[SUPPLIED PASSAGE Boundary: Start]

Is this what they say about living in the moment? Only the moment we find ourselves in is what many experts have already been cautioning about as the new normal — the inevitability of living with Covid that becomes endemic or at least stays among us for a long indefinite while. The warnings aren’t too off target, even if the latest response to it has been.
The panic globally after Omicron was red flagged makes you realise that even after two years of living in the midst, of it, we are missing the wood for the trees. Some countries shut their borders overnight as though this was just a game of Roblox while others suddenly realised the merit in boosters behaving like Omicron was some Greek genie that had escaped from a bottle.
In India it was a sight that made eyes, sore. Travellers crammed, the immigration lines of the international airport in Delhi cheek by jowl even though it was our hearts that were sinking and not the world. People have complained of a wait for 6-8 hours in that crowded atmosphere for their Covid test results and many have likened the images to an overcrowded train station, (although it looks more like a train wreck) fearing that the airport itself could emerge as the latest hotspot.
But in all this hysteria, the learning that has been unfolding is two-pronged. Firstly, it cannot be clearer that we are now firmly ensconced in the age of uncertainty- knee jerk reactions won’t diminish the course that has to be played till the end nor will it make situations clearer ahead of time.
Large pen of headless chickens
By most accounts it could be at least another couple of weeks before we get directions on how to even process Omicron but since we haven’t adjusted our thought, the world is one large pen of headless chickens clucking one version and seconds later, another.
In an environment where the goalposts are constantly changing, only the most disconnected will dismiss Omicron as the final variant. So, secondly in this age of uncertainty our behaviour in riding through the disruptions while confronting and implementing the available knowledge without past bias will define how we eventually stack up.
What we saw in the last few days needs a re-look if we want to optimise our resources and manpower correctly in the future. Our reactions were in a sense pre-mediated, a quick response triggered to nullify the procrastination of the second wave, it was immaterial whether these actions were warranted or not.

[SUPPLIED PASSAGE Boundary: End]

**ACTIVITY LIST**
a) According to the commentary on the Omicron response, how long have people complained of waiting for their Covid test results at the Delhi airport?
b) Translate this sentence from the commentary on the Omicron response into French: "In an environment where the goalposts are constantly changing, only the most disconnected will dismiss Omicron as the final variant."
c) From the commentary on the Omicron response, rewrite the part that opens with the words containing "Is this what" and closes with "it has been.", renaming "Covid" to "Covid-19".

[GIVEN RECORDS Boundary: Start]

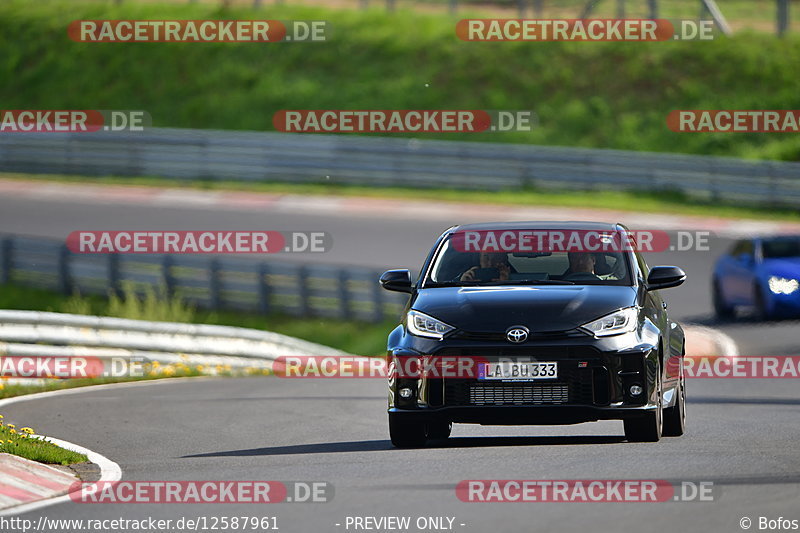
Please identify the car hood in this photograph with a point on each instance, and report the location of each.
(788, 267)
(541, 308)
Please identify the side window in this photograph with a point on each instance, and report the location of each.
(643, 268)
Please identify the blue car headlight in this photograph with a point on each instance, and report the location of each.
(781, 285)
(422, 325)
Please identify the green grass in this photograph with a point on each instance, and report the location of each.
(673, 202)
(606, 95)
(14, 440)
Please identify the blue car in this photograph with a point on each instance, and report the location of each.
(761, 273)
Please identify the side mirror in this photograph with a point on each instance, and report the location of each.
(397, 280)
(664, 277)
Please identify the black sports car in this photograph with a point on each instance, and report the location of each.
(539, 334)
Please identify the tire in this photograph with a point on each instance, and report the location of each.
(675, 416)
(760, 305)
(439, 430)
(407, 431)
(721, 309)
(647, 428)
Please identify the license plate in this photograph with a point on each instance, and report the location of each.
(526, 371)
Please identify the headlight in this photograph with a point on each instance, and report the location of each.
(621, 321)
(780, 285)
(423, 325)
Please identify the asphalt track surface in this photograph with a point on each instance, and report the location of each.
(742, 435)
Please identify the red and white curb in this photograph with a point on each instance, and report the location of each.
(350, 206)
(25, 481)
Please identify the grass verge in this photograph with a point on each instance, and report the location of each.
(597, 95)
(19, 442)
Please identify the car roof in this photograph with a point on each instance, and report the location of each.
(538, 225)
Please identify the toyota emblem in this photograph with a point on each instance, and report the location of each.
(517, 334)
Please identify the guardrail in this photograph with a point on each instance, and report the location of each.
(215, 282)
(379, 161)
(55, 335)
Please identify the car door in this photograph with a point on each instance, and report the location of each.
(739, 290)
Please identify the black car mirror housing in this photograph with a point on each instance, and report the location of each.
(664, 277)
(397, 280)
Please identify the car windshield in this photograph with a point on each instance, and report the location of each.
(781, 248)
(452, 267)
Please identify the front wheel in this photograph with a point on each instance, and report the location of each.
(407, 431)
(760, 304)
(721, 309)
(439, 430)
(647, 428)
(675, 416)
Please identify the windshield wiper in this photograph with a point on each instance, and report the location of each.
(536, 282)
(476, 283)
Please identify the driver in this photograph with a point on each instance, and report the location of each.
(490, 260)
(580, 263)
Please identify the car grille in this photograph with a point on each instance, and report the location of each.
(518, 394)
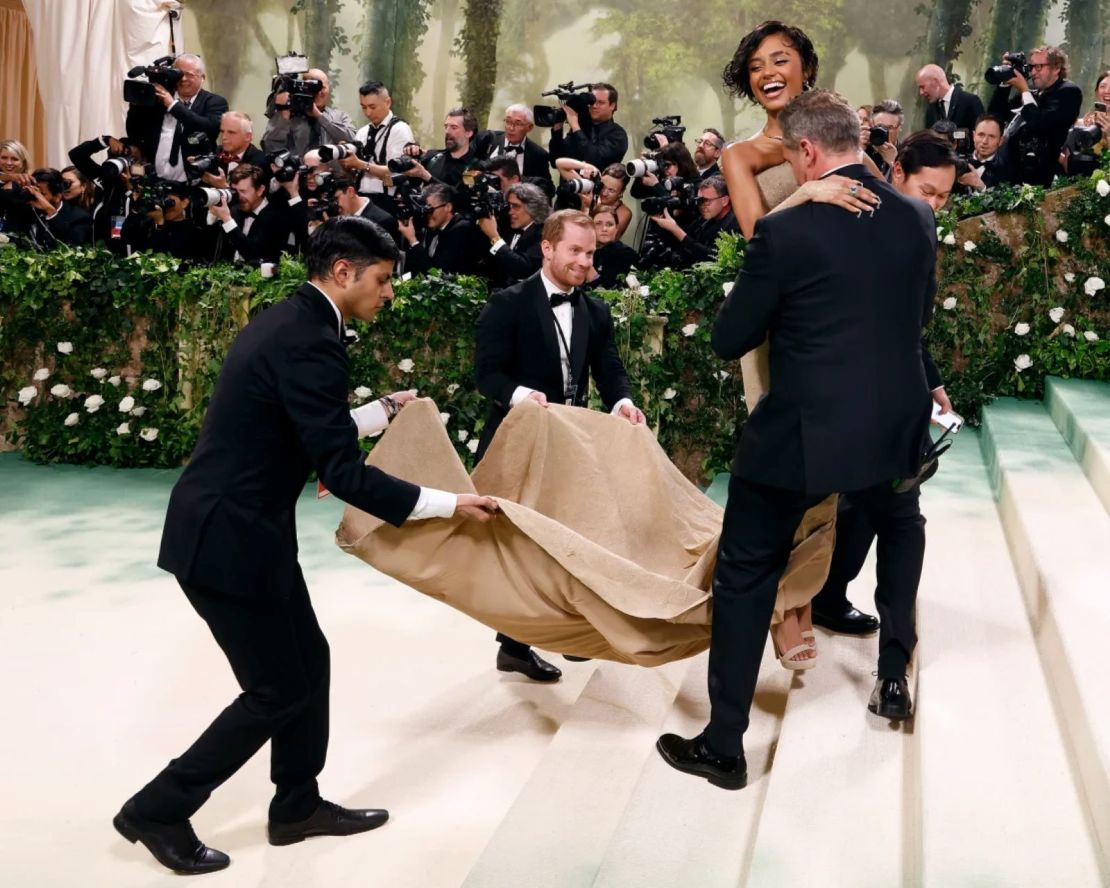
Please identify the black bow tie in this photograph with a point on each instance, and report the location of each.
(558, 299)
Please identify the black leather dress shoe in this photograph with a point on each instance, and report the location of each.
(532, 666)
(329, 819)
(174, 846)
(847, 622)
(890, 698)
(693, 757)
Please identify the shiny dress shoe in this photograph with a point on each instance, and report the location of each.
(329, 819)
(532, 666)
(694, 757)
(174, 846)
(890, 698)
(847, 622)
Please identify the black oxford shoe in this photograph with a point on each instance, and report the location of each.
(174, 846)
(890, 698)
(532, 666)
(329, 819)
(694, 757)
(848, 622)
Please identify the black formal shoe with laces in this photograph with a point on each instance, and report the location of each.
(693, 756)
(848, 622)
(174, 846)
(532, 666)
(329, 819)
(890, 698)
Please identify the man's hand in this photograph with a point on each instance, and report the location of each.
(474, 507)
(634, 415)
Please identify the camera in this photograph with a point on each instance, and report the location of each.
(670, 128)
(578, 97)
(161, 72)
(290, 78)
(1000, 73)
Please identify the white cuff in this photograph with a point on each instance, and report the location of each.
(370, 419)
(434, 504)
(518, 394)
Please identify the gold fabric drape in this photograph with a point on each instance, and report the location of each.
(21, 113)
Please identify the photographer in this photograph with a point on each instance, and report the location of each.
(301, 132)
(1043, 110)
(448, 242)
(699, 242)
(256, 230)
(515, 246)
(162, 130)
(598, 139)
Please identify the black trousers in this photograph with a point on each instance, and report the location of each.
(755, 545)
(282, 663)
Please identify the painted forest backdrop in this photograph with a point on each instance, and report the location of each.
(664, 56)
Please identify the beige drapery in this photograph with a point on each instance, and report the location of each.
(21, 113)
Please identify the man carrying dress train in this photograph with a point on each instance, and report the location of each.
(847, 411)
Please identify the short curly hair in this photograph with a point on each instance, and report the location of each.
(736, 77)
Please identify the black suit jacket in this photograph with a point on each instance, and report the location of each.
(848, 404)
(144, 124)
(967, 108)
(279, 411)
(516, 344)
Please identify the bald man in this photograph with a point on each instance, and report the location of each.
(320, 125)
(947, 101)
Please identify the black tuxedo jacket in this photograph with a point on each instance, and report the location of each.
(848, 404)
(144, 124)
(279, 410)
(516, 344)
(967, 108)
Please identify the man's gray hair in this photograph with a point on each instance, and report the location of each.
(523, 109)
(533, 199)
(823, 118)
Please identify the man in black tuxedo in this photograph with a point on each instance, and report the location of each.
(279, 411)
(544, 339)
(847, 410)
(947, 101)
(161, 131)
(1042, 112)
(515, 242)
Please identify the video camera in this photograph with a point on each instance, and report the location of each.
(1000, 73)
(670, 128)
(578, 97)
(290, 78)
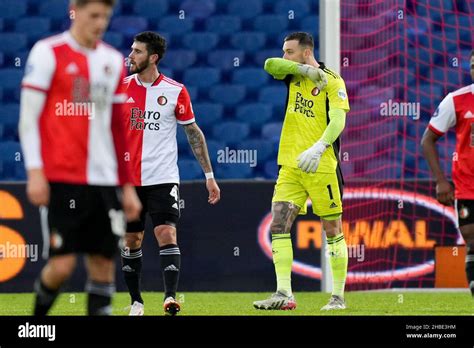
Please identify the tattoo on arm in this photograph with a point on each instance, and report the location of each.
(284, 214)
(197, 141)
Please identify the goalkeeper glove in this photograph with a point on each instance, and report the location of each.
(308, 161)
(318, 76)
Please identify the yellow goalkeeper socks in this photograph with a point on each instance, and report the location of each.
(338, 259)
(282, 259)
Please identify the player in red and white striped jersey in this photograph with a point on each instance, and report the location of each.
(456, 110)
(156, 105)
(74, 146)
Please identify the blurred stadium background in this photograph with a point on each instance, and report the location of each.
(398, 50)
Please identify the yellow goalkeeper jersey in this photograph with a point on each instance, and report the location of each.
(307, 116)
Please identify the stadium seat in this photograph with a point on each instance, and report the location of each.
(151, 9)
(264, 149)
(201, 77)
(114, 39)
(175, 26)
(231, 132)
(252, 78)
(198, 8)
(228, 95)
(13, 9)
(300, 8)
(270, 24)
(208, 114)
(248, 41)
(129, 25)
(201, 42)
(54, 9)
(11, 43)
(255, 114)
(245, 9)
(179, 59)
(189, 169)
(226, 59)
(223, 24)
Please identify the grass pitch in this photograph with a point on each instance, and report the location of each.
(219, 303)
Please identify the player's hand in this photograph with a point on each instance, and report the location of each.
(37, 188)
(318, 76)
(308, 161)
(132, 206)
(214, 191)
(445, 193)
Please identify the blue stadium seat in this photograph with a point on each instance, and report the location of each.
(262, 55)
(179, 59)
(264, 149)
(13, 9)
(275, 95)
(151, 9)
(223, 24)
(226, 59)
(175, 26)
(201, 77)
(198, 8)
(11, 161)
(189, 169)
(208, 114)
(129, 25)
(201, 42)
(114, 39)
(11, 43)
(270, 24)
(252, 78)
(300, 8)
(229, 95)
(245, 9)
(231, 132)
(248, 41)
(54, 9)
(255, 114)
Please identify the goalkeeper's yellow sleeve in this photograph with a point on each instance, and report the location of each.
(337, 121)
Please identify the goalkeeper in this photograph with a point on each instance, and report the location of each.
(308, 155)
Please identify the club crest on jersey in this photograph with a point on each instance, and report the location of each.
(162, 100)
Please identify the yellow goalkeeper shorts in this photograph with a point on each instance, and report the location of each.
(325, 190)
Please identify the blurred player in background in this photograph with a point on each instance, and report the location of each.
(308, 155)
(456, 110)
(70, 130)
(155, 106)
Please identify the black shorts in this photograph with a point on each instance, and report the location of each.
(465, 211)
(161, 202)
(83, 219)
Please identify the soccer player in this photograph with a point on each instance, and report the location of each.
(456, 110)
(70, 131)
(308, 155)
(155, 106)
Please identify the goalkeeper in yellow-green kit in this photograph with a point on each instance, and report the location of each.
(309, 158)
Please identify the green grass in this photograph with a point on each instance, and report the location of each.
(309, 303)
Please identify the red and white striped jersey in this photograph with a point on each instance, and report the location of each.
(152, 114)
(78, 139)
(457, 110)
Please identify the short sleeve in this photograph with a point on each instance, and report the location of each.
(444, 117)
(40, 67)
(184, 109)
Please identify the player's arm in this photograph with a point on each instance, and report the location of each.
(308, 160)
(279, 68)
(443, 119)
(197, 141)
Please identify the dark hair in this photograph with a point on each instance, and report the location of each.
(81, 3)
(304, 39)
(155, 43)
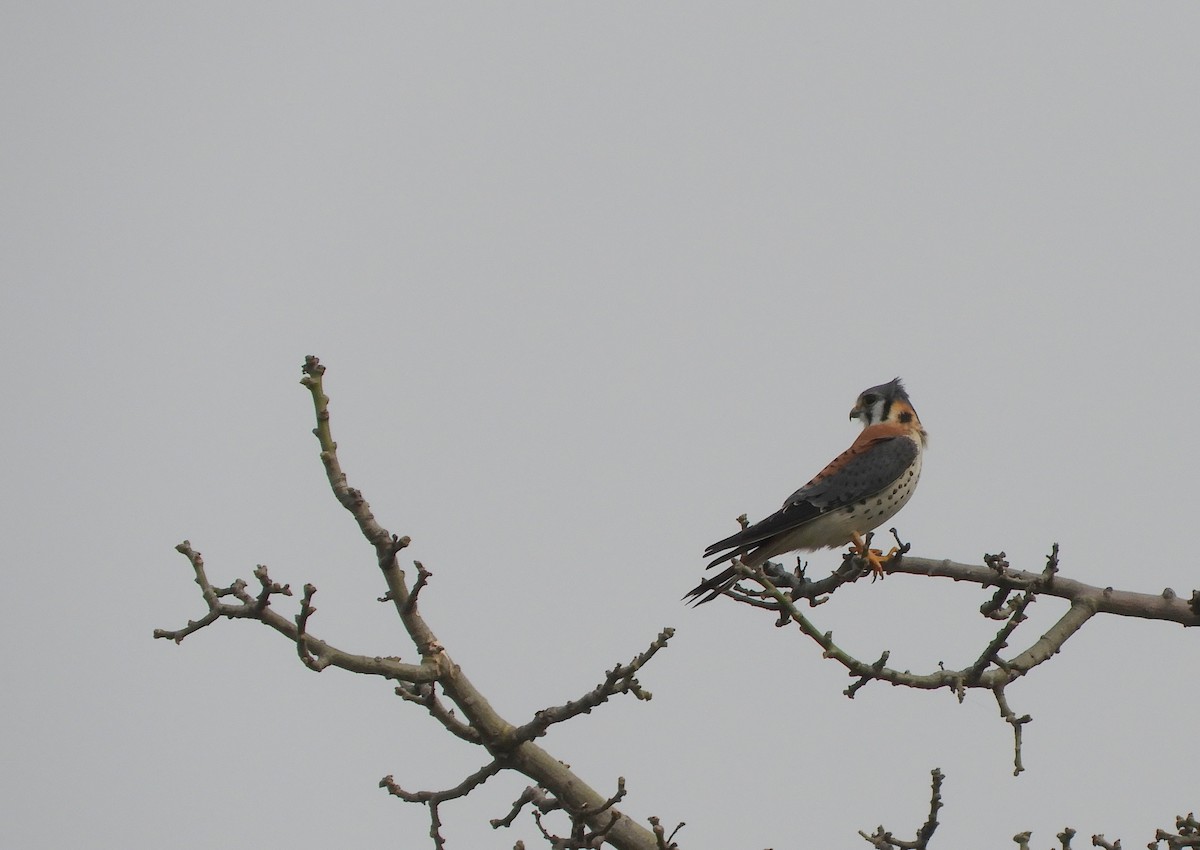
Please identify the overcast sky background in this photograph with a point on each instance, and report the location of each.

[GIVEN RECORDS Boundary: End]

**SOLUTIONS TO EACH TASK**
a) 6-8 hours

b) Dans un contexte où les règles du jeu changent sans cesse, seuls les plus déconnectés considéreront Omicron comme le dernier variant.

c)
Is this what they say about living in the moment? Only the moment we find ourselves in is what many experts have already been cautioning about as the new normal — the inevitability of living with Covid-19 that becomes endemic or at least stays among us for a long indefinite while. The warnings aren’t too off target, even if the latest response to it has been.